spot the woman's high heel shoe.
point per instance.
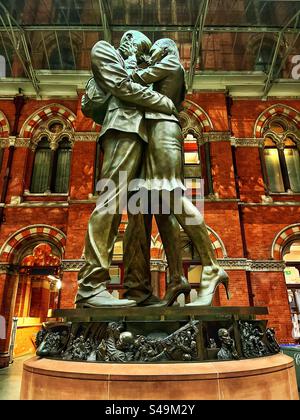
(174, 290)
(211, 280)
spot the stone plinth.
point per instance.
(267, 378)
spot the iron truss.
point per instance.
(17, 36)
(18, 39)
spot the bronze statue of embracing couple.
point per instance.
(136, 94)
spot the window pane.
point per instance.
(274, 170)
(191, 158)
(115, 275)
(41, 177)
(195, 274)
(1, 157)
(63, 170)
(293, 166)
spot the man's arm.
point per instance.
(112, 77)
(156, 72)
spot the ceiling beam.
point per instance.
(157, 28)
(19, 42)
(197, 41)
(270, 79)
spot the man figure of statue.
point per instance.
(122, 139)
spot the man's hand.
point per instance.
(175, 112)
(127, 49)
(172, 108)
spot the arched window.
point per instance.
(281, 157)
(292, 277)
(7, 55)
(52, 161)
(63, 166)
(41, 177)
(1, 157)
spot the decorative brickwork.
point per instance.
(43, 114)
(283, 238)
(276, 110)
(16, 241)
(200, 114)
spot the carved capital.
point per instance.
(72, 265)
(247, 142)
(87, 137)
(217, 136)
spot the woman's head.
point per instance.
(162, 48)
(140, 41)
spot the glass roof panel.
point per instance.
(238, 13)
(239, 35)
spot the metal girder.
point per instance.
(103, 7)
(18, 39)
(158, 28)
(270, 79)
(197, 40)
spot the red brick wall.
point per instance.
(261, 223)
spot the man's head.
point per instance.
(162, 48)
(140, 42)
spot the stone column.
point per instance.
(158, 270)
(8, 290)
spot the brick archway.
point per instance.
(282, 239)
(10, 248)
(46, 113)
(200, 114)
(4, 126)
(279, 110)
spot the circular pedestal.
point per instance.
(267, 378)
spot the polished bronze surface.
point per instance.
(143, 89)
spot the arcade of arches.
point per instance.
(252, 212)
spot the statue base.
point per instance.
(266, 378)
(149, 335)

++++

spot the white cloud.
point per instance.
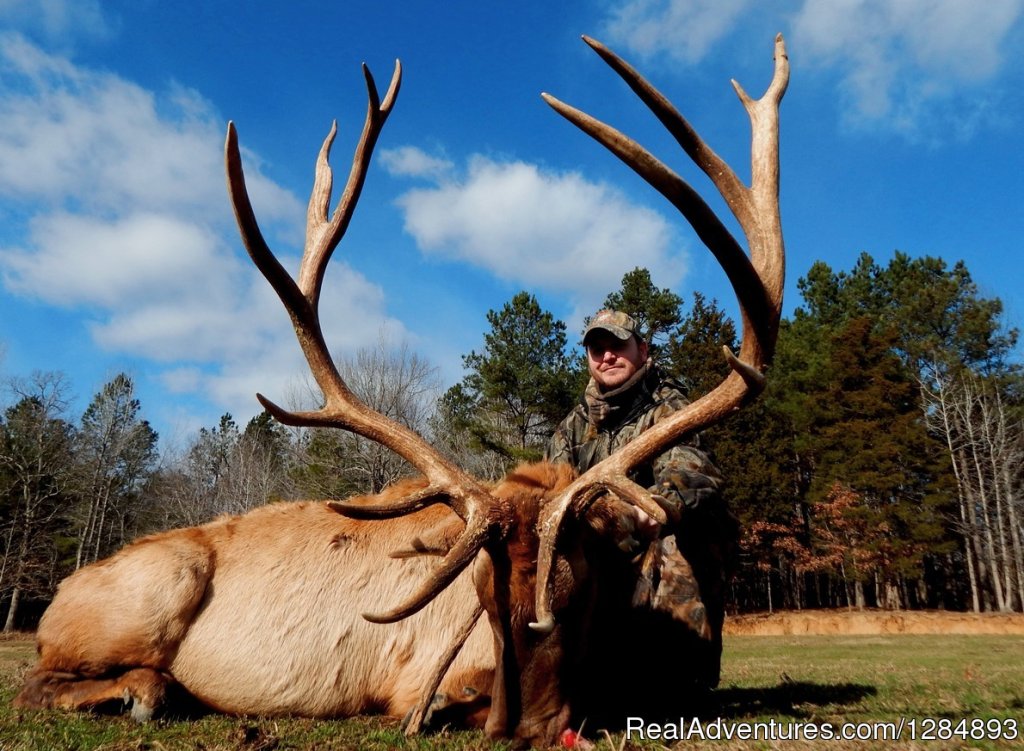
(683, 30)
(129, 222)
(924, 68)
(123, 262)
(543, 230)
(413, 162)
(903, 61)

++++

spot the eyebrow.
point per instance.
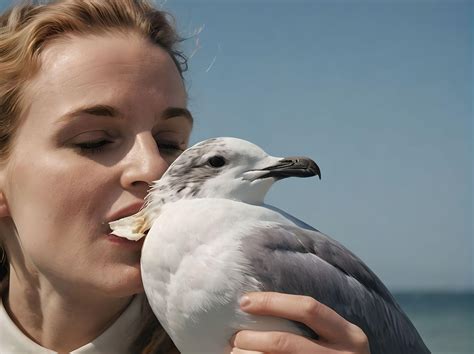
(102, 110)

++++

Every line that holds the word "window" should be copied from the records above.

spot the window pane.
spot the arched window.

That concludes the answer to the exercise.